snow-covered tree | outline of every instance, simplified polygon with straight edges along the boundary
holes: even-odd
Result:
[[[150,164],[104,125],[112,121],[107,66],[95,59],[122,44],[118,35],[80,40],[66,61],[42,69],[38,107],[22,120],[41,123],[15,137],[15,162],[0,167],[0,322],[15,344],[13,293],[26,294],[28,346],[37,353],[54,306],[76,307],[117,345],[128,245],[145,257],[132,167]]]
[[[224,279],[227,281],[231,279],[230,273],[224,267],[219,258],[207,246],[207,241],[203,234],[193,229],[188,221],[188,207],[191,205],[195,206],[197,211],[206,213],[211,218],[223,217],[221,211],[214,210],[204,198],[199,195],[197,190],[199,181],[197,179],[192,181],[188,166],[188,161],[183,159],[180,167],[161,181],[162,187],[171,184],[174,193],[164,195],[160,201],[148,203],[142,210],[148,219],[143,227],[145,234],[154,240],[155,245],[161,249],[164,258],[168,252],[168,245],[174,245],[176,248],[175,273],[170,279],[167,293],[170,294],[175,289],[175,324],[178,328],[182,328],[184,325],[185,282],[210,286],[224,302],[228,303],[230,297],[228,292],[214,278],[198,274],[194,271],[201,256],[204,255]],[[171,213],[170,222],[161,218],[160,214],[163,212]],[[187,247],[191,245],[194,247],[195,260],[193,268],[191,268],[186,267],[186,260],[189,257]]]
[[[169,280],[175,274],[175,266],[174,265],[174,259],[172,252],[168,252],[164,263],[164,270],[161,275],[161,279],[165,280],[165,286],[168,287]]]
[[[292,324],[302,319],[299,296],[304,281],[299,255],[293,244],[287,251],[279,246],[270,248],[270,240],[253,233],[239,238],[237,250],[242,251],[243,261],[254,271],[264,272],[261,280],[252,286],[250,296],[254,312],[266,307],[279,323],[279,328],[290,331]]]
================
Task directions ->
Repeat all of these lines, switching "snow-covered tree" to "frosted tree" and leaving everything else as it is.

Exercise response ->
frosted tree | outline of every instance, simplified polygon with straight edges along the boundary
holes: even-odd
Result:
[[[150,164],[104,125],[112,121],[107,66],[95,59],[122,44],[118,35],[80,40],[66,61],[42,69],[38,107],[22,120],[41,123],[15,137],[15,162],[0,167],[0,322],[15,344],[13,293],[26,294],[28,346],[37,353],[54,306],[76,307],[117,345],[128,245],[145,257],[132,167]]]
[[[224,279],[227,281],[231,279],[230,273],[224,267],[219,258],[207,246],[207,241],[203,234],[193,229],[188,221],[188,207],[191,205],[195,206],[197,211],[206,213],[211,218],[223,217],[221,211],[214,210],[204,198],[199,195],[197,190],[199,181],[197,179],[192,181],[188,166],[188,161],[183,159],[180,167],[161,181],[162,187],[171,184],[174,193],[164,195],[160,201],[148,203],[142,210],[148,219],[143,227],[145,234],[154,240],[155,245],[161,249],[164,258],[168,252],[168,245],[174,245],[176,248],[175,273],[170,279],[167,293],[170,294],[175,289],[175,324],[178,328],[182,328],[184,325],[185,282],[210,286],[224,302],[228,303],[230,297],[228,292],[214,278],[198,274],[194,271],[201,256],[204,255]],[[171,213],[170,222],[161,218],[160,214],[163,212]],[[187,247],[191,245],[194,247],[195,260],[193,268],[191,268],[186,267],[186,260],[189,257]]]
[[[169,280],[175,274],[175,266],[174,265],[174,259],[172,252],[168,252],[164,263],[164,270],[161,275],[161,279],[165,280],[165,286],[168,287]]]
[[[292,324],[302,319],[299,296],[304,281],[299,255],[293,244],[287,251],[279,246],[270,248],[270,240],[253,233],[239,238],[237,250],[242,251],[243,261],[254,271],[264,272],[261,280],[252,286],[250,296],[254,312],[266,307],[279,323],[279,328],[290,331]]]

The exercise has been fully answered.